-- Work required --
The answer should reproduce every entry exactly and contain no images.

Entries taken from a collection:
»»

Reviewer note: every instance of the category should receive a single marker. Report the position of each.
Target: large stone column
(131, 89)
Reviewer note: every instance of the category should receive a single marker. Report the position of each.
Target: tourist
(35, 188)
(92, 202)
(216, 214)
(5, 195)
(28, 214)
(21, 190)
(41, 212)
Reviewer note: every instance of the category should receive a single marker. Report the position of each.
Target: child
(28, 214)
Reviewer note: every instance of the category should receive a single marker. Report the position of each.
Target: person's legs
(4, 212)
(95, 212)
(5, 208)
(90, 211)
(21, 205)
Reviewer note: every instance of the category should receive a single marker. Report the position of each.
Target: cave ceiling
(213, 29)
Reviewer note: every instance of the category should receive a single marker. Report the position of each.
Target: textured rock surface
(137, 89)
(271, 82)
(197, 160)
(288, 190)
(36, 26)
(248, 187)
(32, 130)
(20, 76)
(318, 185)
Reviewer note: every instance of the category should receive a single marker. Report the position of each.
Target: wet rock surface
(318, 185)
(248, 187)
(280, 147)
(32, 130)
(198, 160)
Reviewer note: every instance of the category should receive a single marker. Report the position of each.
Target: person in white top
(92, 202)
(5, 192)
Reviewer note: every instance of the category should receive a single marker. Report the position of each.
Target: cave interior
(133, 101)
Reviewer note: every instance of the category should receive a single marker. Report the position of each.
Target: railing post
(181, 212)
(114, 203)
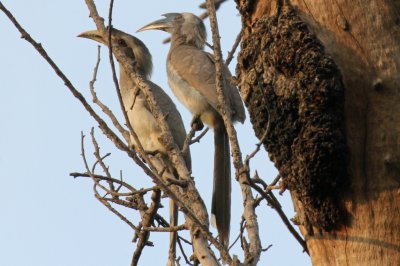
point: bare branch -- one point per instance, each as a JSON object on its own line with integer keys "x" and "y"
{"x": 165, "y": 229}
{"x": 147, "y": 220}
{"x": 248, "y": 200}
{"x": 233, "y": 50}
{"x": 103, "y": 107}
{"x": 276, "y": 206}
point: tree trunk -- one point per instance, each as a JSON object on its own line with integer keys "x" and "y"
{"x": 354, "y": 219}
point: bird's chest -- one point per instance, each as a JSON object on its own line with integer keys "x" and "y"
{"x": 186, "y": 94}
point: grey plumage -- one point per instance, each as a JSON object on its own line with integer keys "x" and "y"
{"x": 191, "y": 76}
{"x": 139, "y": 112}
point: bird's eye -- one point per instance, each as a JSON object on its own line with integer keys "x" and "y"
{"x": 121, "y": 42}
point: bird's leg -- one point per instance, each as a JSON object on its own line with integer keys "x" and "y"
{"x": 196, "y": 123}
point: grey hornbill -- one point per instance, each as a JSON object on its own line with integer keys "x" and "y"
{"x": 139, "y": 112}
{"x": 191, "y": 76}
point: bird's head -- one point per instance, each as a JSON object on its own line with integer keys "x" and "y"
{"x": 186, "y": 28}
{"x": 132, "y": 48}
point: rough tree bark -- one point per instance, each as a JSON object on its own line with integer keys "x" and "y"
{"x": 314, "y": 63}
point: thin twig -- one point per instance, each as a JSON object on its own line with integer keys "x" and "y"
{"x": 147, "y": 220}
{"x": 165, "y": 229}
{"x": 103, "y": 107}
{"x": 231, "y": 53}
{"x": 276, "y": 206}
{"x": 200, "y": 136}
{"x": 248, "y": 200}
{"x": 183, "y": 251}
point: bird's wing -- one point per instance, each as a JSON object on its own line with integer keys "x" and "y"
{"x": 197, "y": 68}
{"x": 174, "y": 119}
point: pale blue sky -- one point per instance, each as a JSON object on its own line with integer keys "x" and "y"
{"x": 50, "y": 219}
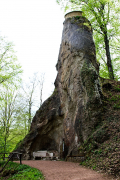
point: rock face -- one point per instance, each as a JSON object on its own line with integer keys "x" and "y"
{"x": 68, "y": 117}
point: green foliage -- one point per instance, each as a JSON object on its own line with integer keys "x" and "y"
{"x": 10, "y": 69}
{"x": 104, "y": 16}
{"x": 16, "y": 171}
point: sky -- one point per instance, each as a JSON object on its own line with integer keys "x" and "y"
{"x": 35, "y": 28}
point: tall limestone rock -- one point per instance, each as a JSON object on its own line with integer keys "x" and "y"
{"x": 68, "y": 117}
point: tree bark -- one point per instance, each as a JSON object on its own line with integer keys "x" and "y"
{"x": 109, "y": 62}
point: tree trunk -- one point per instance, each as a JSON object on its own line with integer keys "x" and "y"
{"x": 109, "y": 63}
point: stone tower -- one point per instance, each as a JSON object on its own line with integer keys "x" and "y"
{"x": 67, "y": 118}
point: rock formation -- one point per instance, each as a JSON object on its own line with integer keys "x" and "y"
{"x": 67, "y": 118}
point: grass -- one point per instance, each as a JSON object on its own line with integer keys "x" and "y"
{"x": 15, "y": 171}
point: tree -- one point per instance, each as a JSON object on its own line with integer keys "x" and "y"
{"x": 7, "y": 113}
{"x": 10, "y": 69}
{"x": 104, "y": 17}
{"x": 33, "y": 88}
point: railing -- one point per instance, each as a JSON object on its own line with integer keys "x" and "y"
{"x": 11, "y": 157}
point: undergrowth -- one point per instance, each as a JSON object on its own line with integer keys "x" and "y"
{"x": 15, "y": 171}
{"x": 102, "y": 148}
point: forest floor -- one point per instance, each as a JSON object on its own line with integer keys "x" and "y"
{"x": 61, "y": 170}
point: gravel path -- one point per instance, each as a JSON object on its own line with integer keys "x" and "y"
{"x": 60, "y": 170}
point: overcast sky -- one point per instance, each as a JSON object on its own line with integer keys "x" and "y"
{"x": 35, "y": 28}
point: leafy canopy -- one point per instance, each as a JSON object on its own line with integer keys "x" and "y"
{"x": 104, "y": 16}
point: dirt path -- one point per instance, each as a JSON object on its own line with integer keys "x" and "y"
{"x": 60, "y": 170}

««

-- Exercise solution --
Reviewer note: every instance of the category should receive a single marker. Report the position of each.
Target: large stone column
(131, 89)
Reviewer note: every instance of the category should receive a single marker. Report the position of each.
Target: tourist
(35, 188)
(92, 202)
(216, 214)
(5, 195)
(28, 214)
(21, 190)
(41, 212)
Reviewer note: every instance of the category should receive a single marker. Report the position of each.
Target: child
(28, 214)
Reviewer note: every instance of the category should receive a single marker. Report the position of each.
Target: person's legs
(4, 212)
(95, 212)
(5, 208)
(90, 211)
(21, 205)
Reviewer note: every instance of the category should receive a single marker. Report the position of each.
Target: cave ceiling
(213, 29)
Reviewer note: every instance of the category should receive a single marker. Report the position of each.
Target: textured rock surface
(137, 89)
(271, 82)
(197, 160)
(288, 190)
(36, 26)
(248, 187)
(32, 130)
(20, 76)
(318, 185)
Reviewer note: every instance of the category should receive a single marker. Report the position of each.
Target: wet rock surface
(318, 185)
(248, 187)
(280, 147)
(32, 130)
(198, 160)
Reviewer note: every instance of the category should receive a single marker. Report the position of each.
Target: person in white top
(92, 202)
(5, 192)
Reviewer note: every instance of the category should receive a single marker. Report the position of each.
Target: cave interior
(133, 101)
Reviewer note: every instance of the category should receive a single marker. Report the position of each.
Target: railing post
(181, 212)
(114, 203)
point: bare branch -- one point per instance, each as a JSON object on its own line with integer keys "x" and "y"
{"x": 165, "y": 229}
{"x": 147, "y": 220}
{"x": 248, "y": 200}
{"x": 233, "y": 50}
{"x": 103, "y": 107}
{"x": 276, "y": 206}
point: tree trunk -- one point per instance, each as a JSON object on its own line with integer keys "x" and "y"
{"x": 354, "y": 219}
point: bird's chest -- one point per instance, each as a JSON object on its own line with integer keys "x" and "y"
{"x": 186, "y": 94}
point: grey plumage -- one point per instance, each as a JSON object on its own line with integer keys "x" and "y"
{"x": 191, "y": 76}
{"x": 139, "y": 112}
point: bird's eye -- one point per instance, each as a JSON object on its own line with integer keys "x" and "y"
{"x": 121, "y": 42}
point: bird's leg -- one point per instance, each as a JSON object on its own line with integer keys "x" and "y"
{"x": 196, "y": 123}
point: grey hornbill -- one point per instance, each as a JSON object on its own line with integer keys "x" and "y"
{"x": 139, "y": 112}
{"x": 191, "y": 76}
point: bird's head -- one point per instance, each as a JSON object on its own line with integer keys "x" and "y"
{"x": 186, "y": 28}
{"x": 132, "y": 48}
point: rough tree bark -- one point per instance, each as a JSON object on its own line with integer keys "x" and "y"
{"x": 314, "y": 63}
point: thin twig -- one point per instance, each as a JSON object on its own line with integer keys "x" and "y"
{"x": 147, "y": 220}
{"x": 165, "y": 229}
{"x": 103, "y": 107}
{"x": 231, "y": 53}
{"x": 276, "y": 206}
{"x": 200, "y": 136}
{"x": 248, "y": 200}
{"x": 183, "y": 251}
point: bird's wing -- one point per instance, each as a JSON object on its own line with integer keys "x" and "y"
{"x": 197, "y": 68}
{"x": 174, "y": 119}
point: pale blue sky -- one point per instance, each as a JSON object on its own line with integer keys "x" and "y"
{"x": 50, "y": 219}
point: rock face -- one point per instance, each as a JSON object on its own line with integer keys "x" and "y"
{"x": 68, "y": 117}
point: green foliage -- one point per instance, each as a JSON object on its own line with integer keys "x" and "y"
{"x": 10, "y": 69}
{"x": 104, "y": 16}
{"x": 16, "y": 171}
point: sky -- one point per instance, each as a JSON object on its own line with integer keys "x" and "y"
{"x": 35, "y": 28}
point: tall limestone rock -- one point per instance, each as a JSON object on its own line with integer keys "x" and "y"
{"x": 68, "y": 117}
point: tree bark -- one point per instance, each as a JSON object on its own line with integer keys "x" and "y"
{"x": 109, "y": 62}
point: tree trunk -- one point per instance, each as a JSON object on its own line with integer keys "x" and "y"
{"x": 109, "y": 63}
point: stone tower -- one point per instance, each as a JSON object on its own line with integer keys "x" and "y"
{"x": 67, "y": 118}
point: rock formation -- one point per instance, each as a JSON object on its own line with integer keys "x" and "y"
{"x": 67, "y": 118}
point: grass -- one point per instance, each as a JSON object on its own line with integer keys "x" and "y"
{"x": 15, "y": 171}
point: tree -- one point per instance, each as a JSON object on its own line with integer keys "x" and "y"
{"x": 7, "y": 113}
{"x": 10, "y": 69}
{"x": 104, "y": 17}
{"x": 33, "y": 88}
point: railing -- one point per instance, each as a JSON object on its own line with integer keys "x" and "y"
{"x": 11, "y": 157}
point: undergrowth -- one point per instance, each as a JSON object on its own line with integer keys "x" and "y"
{"x": 15, "y": 171}
{"x": 102, "y": 148}
point: forest floor -- one point per instance, each as a JSON object on its own line with integer keys "x" and "y"
{"x": 61, "y": 170}
point: gravel path -- one point per instance, each as a JSON object on its own line with integer keys "x" and "y"
{"x": 60, "y": 170}
point: overcast sky -- one point per instance, each as a JSON object on its own line with integer keys "x" and "y"
{"x": 35, "y": 28}
point: leafy canopy -- one point per instance, each as a JSON object on its own line with integer keys "x" and "y"
{"x": 104, "y": 16}
point: dirt path -- one point per instance, each as a JSON object on its own line with integer keys "x" and "y"
{"x": 60, "y": 170}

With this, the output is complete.